Segment Open

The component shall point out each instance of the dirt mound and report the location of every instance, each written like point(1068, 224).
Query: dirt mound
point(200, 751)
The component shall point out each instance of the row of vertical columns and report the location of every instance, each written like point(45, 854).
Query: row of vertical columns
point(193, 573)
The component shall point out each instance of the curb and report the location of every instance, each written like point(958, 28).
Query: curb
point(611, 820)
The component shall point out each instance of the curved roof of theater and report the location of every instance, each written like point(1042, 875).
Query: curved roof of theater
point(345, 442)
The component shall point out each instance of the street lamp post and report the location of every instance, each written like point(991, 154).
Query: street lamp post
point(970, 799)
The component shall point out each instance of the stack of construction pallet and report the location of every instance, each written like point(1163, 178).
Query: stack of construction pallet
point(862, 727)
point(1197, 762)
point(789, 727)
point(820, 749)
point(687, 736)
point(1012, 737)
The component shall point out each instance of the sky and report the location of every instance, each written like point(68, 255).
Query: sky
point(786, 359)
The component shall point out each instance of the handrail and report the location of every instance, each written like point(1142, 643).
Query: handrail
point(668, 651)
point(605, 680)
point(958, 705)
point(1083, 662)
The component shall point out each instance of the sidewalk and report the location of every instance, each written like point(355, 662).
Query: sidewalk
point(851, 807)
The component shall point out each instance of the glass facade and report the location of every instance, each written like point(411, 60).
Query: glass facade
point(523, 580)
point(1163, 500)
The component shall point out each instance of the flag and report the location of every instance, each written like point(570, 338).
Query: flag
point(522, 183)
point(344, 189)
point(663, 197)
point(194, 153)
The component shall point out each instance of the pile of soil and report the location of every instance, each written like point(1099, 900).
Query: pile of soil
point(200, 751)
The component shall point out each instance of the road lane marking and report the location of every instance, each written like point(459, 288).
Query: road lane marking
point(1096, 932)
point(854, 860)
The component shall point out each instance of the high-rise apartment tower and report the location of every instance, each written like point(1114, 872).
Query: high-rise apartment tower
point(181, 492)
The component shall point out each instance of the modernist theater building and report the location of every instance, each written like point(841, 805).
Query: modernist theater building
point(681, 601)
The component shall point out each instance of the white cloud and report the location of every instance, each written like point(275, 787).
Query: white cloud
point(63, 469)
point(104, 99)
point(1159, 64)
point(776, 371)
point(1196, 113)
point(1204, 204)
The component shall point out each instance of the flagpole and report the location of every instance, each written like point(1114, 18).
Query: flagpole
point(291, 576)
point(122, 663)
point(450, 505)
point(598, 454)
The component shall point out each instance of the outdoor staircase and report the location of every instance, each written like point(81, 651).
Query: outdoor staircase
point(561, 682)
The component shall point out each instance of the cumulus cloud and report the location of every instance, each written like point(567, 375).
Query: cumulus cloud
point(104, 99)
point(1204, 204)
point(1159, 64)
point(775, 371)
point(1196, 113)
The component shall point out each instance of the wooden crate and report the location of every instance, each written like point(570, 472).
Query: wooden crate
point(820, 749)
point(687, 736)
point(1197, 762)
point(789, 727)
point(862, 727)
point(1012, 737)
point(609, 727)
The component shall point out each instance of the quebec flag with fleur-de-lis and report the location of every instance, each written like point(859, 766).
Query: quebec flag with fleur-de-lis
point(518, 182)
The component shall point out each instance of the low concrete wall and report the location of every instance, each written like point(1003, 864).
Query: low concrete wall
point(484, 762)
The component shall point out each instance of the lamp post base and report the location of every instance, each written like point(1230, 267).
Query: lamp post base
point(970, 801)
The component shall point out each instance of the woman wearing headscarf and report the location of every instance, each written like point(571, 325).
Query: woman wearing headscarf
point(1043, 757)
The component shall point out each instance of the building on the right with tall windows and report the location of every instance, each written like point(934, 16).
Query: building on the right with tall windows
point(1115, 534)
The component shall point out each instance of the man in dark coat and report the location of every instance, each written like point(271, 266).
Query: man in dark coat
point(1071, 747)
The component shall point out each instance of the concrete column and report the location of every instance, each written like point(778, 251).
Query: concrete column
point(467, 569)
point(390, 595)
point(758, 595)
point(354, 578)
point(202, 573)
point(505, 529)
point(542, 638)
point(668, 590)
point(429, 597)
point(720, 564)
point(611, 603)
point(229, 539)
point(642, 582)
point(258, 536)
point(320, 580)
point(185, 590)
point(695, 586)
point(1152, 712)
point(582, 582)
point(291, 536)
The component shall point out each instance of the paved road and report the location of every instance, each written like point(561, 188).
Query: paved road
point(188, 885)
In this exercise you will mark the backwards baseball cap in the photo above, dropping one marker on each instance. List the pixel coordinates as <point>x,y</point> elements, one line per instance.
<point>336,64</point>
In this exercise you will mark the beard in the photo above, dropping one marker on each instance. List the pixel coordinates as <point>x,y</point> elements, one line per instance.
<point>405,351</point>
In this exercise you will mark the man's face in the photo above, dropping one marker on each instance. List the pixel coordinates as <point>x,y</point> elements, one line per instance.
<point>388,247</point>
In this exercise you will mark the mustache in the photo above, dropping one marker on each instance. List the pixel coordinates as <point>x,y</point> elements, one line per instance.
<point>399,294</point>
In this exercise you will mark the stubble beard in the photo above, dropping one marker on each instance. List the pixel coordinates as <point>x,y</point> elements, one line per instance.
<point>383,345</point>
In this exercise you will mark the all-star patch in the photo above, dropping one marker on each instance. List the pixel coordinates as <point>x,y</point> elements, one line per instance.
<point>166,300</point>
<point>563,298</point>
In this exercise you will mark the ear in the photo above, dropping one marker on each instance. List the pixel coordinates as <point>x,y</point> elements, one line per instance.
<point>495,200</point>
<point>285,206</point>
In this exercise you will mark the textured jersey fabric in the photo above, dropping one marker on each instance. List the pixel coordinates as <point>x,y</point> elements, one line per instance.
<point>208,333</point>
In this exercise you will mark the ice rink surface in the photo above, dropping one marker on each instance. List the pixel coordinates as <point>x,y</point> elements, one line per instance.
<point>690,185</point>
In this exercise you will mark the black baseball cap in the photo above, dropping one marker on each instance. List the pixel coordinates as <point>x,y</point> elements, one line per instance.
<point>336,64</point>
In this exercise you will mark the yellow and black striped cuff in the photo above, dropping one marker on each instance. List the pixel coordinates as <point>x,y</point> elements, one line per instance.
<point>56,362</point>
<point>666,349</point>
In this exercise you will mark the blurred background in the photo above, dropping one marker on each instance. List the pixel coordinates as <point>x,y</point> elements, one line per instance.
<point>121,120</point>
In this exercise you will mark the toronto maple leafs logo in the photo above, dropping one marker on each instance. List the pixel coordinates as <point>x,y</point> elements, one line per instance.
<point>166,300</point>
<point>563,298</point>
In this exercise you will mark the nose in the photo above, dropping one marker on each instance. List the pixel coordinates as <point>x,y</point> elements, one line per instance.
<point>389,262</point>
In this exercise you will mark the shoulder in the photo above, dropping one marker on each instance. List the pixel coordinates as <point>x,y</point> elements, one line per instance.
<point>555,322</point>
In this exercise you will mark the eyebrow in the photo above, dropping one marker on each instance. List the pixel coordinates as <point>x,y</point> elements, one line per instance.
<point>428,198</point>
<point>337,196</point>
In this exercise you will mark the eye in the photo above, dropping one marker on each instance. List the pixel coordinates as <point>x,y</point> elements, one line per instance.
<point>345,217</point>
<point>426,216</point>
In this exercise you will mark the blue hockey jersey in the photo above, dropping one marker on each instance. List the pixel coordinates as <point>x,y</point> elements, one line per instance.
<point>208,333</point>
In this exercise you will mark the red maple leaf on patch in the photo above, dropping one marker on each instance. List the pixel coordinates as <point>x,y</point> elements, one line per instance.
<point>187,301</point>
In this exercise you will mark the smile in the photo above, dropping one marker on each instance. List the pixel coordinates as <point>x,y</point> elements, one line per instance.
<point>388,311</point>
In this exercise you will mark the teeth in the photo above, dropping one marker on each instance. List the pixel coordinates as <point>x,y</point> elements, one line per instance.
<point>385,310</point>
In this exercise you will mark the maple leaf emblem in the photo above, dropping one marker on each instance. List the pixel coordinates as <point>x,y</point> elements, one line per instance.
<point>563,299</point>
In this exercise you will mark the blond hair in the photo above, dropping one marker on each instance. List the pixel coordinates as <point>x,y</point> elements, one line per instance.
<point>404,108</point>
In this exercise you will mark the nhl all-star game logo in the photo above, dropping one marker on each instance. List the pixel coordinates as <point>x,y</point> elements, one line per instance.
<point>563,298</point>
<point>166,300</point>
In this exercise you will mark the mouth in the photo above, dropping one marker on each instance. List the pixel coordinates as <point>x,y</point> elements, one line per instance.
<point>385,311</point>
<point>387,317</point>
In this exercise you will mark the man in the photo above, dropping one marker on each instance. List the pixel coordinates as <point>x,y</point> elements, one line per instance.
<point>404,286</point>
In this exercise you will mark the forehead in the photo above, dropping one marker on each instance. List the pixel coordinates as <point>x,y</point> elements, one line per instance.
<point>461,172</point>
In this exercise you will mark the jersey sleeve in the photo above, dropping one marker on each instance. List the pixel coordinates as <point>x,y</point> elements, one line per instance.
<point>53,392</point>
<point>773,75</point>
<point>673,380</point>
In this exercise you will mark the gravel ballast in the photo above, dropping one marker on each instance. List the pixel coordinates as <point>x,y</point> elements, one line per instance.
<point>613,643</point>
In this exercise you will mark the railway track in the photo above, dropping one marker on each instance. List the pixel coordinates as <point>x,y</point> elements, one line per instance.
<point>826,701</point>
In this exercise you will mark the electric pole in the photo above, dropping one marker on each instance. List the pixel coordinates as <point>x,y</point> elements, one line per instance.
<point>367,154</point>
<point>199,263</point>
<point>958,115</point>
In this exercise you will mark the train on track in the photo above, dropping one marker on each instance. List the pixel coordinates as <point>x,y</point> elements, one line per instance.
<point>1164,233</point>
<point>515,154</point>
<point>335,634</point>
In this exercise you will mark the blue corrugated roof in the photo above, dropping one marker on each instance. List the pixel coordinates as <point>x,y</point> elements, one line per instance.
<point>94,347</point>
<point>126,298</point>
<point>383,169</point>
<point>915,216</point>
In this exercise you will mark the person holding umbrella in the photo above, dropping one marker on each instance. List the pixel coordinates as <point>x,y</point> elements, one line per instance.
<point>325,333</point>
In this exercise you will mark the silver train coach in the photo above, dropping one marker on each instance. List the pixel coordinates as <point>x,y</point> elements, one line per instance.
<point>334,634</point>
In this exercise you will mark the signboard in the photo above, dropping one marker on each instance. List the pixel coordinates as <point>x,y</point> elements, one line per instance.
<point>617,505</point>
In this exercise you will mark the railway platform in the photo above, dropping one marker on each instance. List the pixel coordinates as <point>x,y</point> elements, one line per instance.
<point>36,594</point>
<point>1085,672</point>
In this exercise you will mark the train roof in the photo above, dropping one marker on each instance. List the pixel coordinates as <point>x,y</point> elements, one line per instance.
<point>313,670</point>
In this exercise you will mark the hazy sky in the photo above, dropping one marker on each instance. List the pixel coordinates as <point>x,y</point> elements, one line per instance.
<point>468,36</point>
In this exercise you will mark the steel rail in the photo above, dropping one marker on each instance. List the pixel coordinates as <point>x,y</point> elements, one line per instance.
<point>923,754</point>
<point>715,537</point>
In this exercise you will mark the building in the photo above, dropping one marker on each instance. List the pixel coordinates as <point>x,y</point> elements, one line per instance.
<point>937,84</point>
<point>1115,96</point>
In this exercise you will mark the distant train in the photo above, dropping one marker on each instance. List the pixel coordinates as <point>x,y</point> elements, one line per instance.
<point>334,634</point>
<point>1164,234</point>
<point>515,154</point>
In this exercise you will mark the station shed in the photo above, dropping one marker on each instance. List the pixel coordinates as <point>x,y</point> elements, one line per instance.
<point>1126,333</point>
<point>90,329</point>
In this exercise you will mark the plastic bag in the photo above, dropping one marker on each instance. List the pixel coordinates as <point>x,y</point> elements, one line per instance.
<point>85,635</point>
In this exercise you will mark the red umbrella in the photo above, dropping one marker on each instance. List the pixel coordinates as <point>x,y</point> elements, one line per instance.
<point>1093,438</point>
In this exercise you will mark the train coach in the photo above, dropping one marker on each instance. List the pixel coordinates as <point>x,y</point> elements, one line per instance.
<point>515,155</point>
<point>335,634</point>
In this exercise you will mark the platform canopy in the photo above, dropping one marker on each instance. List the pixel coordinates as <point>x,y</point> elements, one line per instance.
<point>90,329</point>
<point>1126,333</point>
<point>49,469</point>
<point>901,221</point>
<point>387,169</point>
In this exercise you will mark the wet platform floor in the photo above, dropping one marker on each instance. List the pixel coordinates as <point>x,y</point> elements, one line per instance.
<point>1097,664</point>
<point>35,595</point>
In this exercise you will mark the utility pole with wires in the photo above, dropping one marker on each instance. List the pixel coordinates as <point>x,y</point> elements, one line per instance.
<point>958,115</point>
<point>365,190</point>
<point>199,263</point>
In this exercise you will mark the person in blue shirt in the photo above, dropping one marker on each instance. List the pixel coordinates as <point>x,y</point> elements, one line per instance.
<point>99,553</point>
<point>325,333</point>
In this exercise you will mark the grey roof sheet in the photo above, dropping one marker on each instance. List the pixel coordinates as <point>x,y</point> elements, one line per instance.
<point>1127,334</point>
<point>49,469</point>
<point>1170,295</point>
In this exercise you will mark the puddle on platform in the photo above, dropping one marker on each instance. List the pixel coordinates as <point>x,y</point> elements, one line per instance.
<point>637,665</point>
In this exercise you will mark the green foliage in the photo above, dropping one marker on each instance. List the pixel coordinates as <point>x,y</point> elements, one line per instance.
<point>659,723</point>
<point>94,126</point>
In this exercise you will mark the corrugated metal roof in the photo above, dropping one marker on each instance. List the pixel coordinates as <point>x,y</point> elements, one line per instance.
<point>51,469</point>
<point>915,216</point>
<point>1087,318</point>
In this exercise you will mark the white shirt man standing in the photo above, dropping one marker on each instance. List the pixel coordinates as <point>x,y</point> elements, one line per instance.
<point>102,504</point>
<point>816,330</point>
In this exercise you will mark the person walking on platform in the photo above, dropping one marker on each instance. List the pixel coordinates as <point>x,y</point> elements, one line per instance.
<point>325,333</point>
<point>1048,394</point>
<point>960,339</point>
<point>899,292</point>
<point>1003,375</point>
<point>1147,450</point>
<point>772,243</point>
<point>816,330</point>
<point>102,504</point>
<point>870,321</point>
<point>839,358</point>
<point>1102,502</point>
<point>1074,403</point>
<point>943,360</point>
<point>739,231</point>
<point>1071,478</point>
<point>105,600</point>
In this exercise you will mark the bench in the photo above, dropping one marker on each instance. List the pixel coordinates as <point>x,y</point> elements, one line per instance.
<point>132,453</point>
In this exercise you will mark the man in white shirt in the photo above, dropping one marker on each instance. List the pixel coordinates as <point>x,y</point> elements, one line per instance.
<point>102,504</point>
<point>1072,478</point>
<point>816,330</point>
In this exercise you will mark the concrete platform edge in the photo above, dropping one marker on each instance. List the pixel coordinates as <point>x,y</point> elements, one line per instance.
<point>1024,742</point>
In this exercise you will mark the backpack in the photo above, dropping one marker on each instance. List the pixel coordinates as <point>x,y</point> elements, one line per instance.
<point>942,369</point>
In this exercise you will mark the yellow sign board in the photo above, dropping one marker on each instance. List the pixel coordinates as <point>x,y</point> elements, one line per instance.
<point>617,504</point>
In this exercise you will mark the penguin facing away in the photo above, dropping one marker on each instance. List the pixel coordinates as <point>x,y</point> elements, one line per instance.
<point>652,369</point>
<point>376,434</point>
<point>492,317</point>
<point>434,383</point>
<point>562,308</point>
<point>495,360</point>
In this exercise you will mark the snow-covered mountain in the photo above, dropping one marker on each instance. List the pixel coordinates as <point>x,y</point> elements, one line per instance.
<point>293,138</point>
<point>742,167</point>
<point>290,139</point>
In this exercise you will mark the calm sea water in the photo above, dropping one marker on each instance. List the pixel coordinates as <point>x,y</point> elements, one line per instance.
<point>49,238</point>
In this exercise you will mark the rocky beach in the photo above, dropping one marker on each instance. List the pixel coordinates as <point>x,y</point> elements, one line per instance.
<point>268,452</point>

Segment Closed

*What needs to be done*.
Please give a word-for-word repetition of the lines from the one containing "In this exercise you will mark the snow-covered" through the last line of the data above, including both, and nothing besides.

*Solution for this task*.
In this exercise you will mark the snow-covered mountain in the photo above, dropping one marker on each instance. List the pixel coordinates as <point>x,y</point> elements, one line per instance.
<point>293,138</point>
<point>742,167</point>
<point>290,139</point>
In this exercise you will mark the calm sea water in the photo above, dropping one marker on each instance. List the pixel coordinates as <point>x,y</point> elements, one line per instance.
<point>49,238</point>
In this exercise you will mark the rocky beach in the photo above, dropping one marker on each instance. List the pixel coordinates as <point>x,y</point> elements, one line per instance.
<point>268,452</point>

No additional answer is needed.